═════ Documento fuente ═════
Me encuentro entonces en la dificultosa empresa de romper una idea fija que no hace otra cosa que debilitar la identidad de quienes cierto imperio (y no digo país, atenti * ) quiere dominar. En este caso puntual me refiero a la identidad de todo país que se encuentre en el continente americano.
Dos palabras que al leerlas se entrelazan y forman una realidad, sin necesidad de conectores crean su significado: Identidad debilidad. Es que cada vez que escucho a alguien decir “I´m american”, o I´ve been in America”, se me traban las neuronas, no puedo continuar con la conversación, por más insignificante que fuere, sin antes aclarar que “que casualidad, yo también soy americano” o “yo también estuve en América, claro”. Y, si bien no utilizo estas dos frases textuales como respuesta, ya que el toque sarcástico generaría solo enfado, o desconcierto, o enfado por el desconcierto (cuando mi interlocutor no ejercita su cerebro), entonces solo me refiero a mi procedencia y aclaro que lo que se llama América es un continente, y que en la parte norte del mismo se encuentra, entre otros países, Estados Unidos, en donde, a su vez, hay cierto grupo de personas que se ha empeñado en establecer sobre su gente (y más tarde sobre otros) que ellos, EEUU, son América, que lo demás ni pincha ni corta, no existe, lo que resta son solo países fértil para golpes de estado, saqueos económicos y expropiaciones culturales.
A esta altura del texto no solo puede creerme el lector paranoico sino también irónico. Bueno, es que tengo sí, poco de objetivo en este falso ensayo, pero, paciencia.
Este tipo de aclaraciones constantes (procedencia y demás) son el trabajo de hormiga que realizamos muchos de forma conciente. Y una meta, la primera de varias, sería que este trabajito de aclarar cada vez que el submarino se detecta, se lleve a cabo de forma in-conciente o automática. Y que (próxima meta) poco a poco, quien reciba esta aclaración lo haga con placer, ya que ha entendido su error o mal entendido. Y luego, claro, que la aclaración ni siquiera exista, que fuese innecesaria.
═════
## Problema planteado
Prosigue el ensayo sobre el uso del nombre «América» a partir de su última oración.
═════ Filas del conjunto ═════
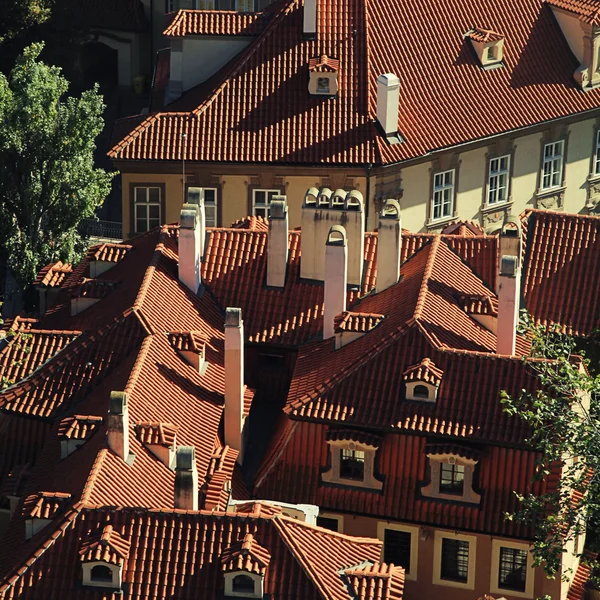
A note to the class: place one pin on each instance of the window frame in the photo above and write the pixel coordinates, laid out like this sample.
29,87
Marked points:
440,189
437,559
133,213
497,545
551,160
415,533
═════
## Respuesta a la tarea
Para terminar de erradicar la idea de algún (ya) desprevenido que siga pendiente de mi posible paranoia, contaré una historia real (y ya sé que cualquiera podría elegir creer que esta historia que contaré no es real, porque además, este blog se llama El falso ensayo, lo cual da cierta idea de que lo que aquí se escribe es falso. Bueno, pero no es tan así, no tanto):
Un jueves, hace cinco meses aproximadamente, terminando la clase con la pequeña alumna Kara, le conté de qué país provengo, que quedaba en América bieeeeeen al sur, y al terminar de aclarar mi procedencia la niña miró a su madre, y ésta como reflejando la voluntad de su hija, me dijo: “Ah!, nosotros estuvimos en el sur de América”, a lo que yo pregunté cual acto reflejo: “¿En qué lugar?”, y la respuesta fue la que ratificó mi “lucha” por una identidad básica más clara (que no es mi “lucha”, sino nuestra, de todo el continente). Ella respondió: “En Florida”.
Y este es un ejemplo, tremendo, pero un ejemplo al fin. Incontables veces, en medio de charlas con personas adultas, jóvenes, viejas, escucho esta cuestión de que América es un país y en algunos casos, los más livianos (pero igualmente desastrosos), resulta que Norte América es un país. En esta segunda opción se anulan menos países pero el efecto es el mismo.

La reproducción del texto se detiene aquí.